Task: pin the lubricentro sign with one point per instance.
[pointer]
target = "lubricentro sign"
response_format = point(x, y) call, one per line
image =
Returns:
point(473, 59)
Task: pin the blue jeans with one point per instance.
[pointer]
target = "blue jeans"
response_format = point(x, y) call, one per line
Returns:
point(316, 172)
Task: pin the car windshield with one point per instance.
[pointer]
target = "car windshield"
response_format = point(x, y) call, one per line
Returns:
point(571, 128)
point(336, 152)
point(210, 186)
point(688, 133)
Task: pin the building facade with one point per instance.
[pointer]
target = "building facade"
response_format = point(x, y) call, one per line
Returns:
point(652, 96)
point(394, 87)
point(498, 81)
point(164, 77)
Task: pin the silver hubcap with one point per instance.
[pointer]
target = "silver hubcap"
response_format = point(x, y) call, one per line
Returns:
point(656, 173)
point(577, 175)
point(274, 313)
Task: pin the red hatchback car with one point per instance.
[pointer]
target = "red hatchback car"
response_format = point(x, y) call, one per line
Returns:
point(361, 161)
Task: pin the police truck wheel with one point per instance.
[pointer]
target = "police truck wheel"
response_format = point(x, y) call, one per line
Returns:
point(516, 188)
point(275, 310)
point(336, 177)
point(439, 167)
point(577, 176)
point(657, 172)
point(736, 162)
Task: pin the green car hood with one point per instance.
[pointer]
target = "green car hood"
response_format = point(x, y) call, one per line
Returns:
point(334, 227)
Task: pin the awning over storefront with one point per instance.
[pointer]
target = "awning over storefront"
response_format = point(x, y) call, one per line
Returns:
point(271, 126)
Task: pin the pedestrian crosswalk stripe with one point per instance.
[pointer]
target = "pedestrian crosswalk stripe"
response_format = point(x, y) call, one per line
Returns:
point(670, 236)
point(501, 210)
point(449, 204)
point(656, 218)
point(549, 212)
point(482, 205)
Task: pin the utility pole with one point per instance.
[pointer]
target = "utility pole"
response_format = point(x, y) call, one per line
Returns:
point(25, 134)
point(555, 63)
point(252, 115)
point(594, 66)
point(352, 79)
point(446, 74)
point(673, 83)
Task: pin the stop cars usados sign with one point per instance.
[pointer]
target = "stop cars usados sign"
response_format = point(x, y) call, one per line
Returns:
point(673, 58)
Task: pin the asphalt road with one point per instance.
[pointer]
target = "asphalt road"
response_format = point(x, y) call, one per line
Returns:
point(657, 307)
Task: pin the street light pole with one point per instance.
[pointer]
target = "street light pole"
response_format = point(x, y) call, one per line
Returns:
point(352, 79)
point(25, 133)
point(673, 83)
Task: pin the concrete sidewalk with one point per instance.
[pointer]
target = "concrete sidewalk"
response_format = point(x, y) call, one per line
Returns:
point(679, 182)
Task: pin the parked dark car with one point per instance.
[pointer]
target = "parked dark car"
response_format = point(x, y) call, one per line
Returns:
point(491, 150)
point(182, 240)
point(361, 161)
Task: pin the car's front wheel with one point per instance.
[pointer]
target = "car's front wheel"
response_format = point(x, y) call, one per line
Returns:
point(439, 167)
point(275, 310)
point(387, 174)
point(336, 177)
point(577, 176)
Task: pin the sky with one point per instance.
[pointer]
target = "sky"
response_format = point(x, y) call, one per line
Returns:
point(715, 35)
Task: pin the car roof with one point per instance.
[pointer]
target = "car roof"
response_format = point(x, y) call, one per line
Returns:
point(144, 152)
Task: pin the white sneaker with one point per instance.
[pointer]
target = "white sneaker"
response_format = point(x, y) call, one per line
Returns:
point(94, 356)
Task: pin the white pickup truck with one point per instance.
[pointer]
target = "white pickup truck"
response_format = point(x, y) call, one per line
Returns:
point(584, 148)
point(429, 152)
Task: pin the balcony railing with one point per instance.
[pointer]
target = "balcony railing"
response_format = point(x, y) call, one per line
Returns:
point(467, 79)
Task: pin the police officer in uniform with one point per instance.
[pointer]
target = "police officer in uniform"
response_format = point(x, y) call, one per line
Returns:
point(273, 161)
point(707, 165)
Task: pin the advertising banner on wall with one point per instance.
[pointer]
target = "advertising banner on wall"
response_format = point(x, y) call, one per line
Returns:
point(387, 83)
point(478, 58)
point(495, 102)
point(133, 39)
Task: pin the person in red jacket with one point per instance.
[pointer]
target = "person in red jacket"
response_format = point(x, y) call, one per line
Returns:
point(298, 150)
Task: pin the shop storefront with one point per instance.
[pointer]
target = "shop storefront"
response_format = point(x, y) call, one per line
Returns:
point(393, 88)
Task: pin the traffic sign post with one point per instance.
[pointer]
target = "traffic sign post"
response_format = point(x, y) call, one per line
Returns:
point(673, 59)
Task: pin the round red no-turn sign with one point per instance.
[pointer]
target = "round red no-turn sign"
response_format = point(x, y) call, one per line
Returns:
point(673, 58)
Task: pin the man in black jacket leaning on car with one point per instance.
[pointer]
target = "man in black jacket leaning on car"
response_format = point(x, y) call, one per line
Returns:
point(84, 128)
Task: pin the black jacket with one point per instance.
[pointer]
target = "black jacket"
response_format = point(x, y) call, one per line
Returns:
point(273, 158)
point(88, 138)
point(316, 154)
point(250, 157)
----------
* **What this task involves**: Word for word, restate every record in the listing.

* **Written solution**:
Task: pin the lubricentro sign with one point per instance.
[pointer]
target = "lubricentro sign"
response_format = point(x, y) call, one per line
image =
Returns:
point(473, 59)
Task: pin the blue jeans with one point per instance.
[pointer]
target = "blue jeans"
response_format = point(x, y) call, one per line
Returns:
point(316, 172)
Task: pin the car windshield with one point per instance.
[pointer]
target = "car windshield"
response_format = point(x, y) call, one per line
Returns:
point(571, 128)
point(336, 152)
point(210, 186)
point(688, 133)
Task: pin the building facade with one point per instance.
[pointer]
target = "building facade"
response_format = point(x, y) call, one per line
Returns:
point(652, 96)
point(394, 87)
point(498, 81)
point(164, 77)
Task: pin the silver hubcap with one point per instance.
[pointer]
target = "silver hubcap"
response_format = point(x, y) call, one per line
Returns:
point(656, 173)
point(577, 175)
point(274, 313)
Task: pin the red hatchback car with one point per instance.
[pointer]
target = "red hatchback car"
response_format = point(x, y) call, one per line
Returns:
point(361, 161)
Task: pin the police truck wheel with one point per instance.
[pointer]
target = "police truck wheel"
response_format = point(x, y) call, one per line
Returns:
point(516, 188)
point(275, 310)
point(336, 177)
point(439, 167)
point(577, 176)
point(657, 172)
point(736, 162)
Task: pin the green car hood with one point per instance.
[pointer]
target = "green car hood"
response_format = point(x, y) call, one per line
Returns:
point(334, 227)
Task: pin the awning over storefront with one point per instance.
[pointer]
target = "awning over storefront"
response_format = point(x, y) call, one per line
Returns:
point(271, 126)
Task: pin the pedestrian crosswalk stripe with one point per instance.
[pointer]
target = "pedestrian crosswalk stripe"
response_format = point(x, y) call, one per line
Returns:
point(670, 236)
point(501, 210)
point(449, 204)
point(656, 218)
point(549, 212)
point(482, 205)
Task: pin the utility pole with one point per instance.
[pointer]
target = "utility pole"
response_format = point(x, y) call, one per line
Returns:
point(25, 134)
point(555, 63)
point(252, 115)
point(594, 66)
point(352, 79)
point(446, 74)
point(673, 83)
Task: pin the stop cars usados sign with one point per instance.
[pointer]
target = "stop cars usados sign"
response_format = point(x, y) call, one per line
Returns:
point(673, 58)
Task: pin the asphalt road with one point per instance.
[pointer]
target = "asphalt road"
response_format = point(x, y) call, one per line
Returns:
point(657, 307)
Task: pin the street light pole with one point per instance.
[pointer]
target = "street light pole"
response_format = point(x, y) call, one per line
Returns:
point(352, 79)
point(25, 133)
point(673, 83)
Task: pin the concrete sidewalk with one point per instance.
[pointer]
target = "concrete sidewalk"
response_format = point(x, y) call, one per line
Returns:
point(679, 182)
Task: pin the parked dark car with one point per instance.
[pointer]
target = "parked dark car"
response_format = point(x, y) call, one per line
Returns:
point(491, 150)
point(182, 240)
point(361, 161)
Task: pin the car's front wheel with one point per instance.
[pointer]
target = "car's front wheel"
response_format = point(x, y) call, one per line
Returns:
point(439, 167)
point(275, 310)
point(387, 174)
point(336, 177)
point(577, 176)
Task: pin the sky with one point per instance.
[pointer]
target = "sky"
response_format = point(x, y) call, one per line
Returns:
point(715, 35)
Task: pin the car roof with one point per instance.
[pointer]
target = "car roof"
response_format = point(x, y) call, one per line
Returns:
point(144, 152)
Task: pin the white sneaker with one point per instance.
[pointer]
target = "white sneaker"
response_format = point(x, y) call, one per line
Returns:
point(94, 356)
Task: pin the white pickup truck with one point per instance.
[pointer]
target = "white pickup truck"
response_format = point(x, y) call, one per line
Returns:
point(584, 148)
point(429, 152)
Task: pin the balcony railing with one point per instance.
[pointer]
target = "balcony railing"
response_format = point(x, y) call, one per line
Returns:
point(467, 79)
Task: pin the police officer in uniform with one point per instance.
[pointer]
target = "police officer in uniform"
response_format = point(x, y) call, one per line
Returns:
point(273, 161)
point(707, 165)
Task: pin the advertising banner on wall with one point per instance.
[pointer]
target = "advertising banner on wall"
response_format = point(x, y) call, one per line
Returns:
point(387, 83)
point(478, 58)
point(495, 102)
point(133, 39)
Task: pin the person in red jacket with one point per instance.
[pointer]
target = "person in red jacket"
response_format = point(x, y) call, one per line
Returns:
point(298, 150)
Task: pin the shop storefront with one point per instance.
[pointer]
target = "shop storefront"
response_format = point(x, y) call, one per line
Returns:
point(393, 88)
Task: pin the traffic sign post with one point per instance.
[pointer]
target = "traffic sign post"
response_format = point(x, y) call, one per line
Returns:
point(673, 59)
Task: pin the round red no-turn sign with one point per instance.
[pointer]
target = "round red no-turn sign"
response_format = point(x, y) call, one per line
Returns:
point(673, 58)
Task: pin the man in black jacket leaning on car with one point per instance.
[pointer]
target = "man in black jacket leaning on car"
response_format = point(x, y) call, one per line
Returns:
point(84, 128)
Task: pin the black jacket with one point per instance.
[pointer]
target = "black jacket"
response_format = point(x, y) call, one per line
Returns:
point(273, 158)
point(88, 138)
point(316, 154)
point(250, 157)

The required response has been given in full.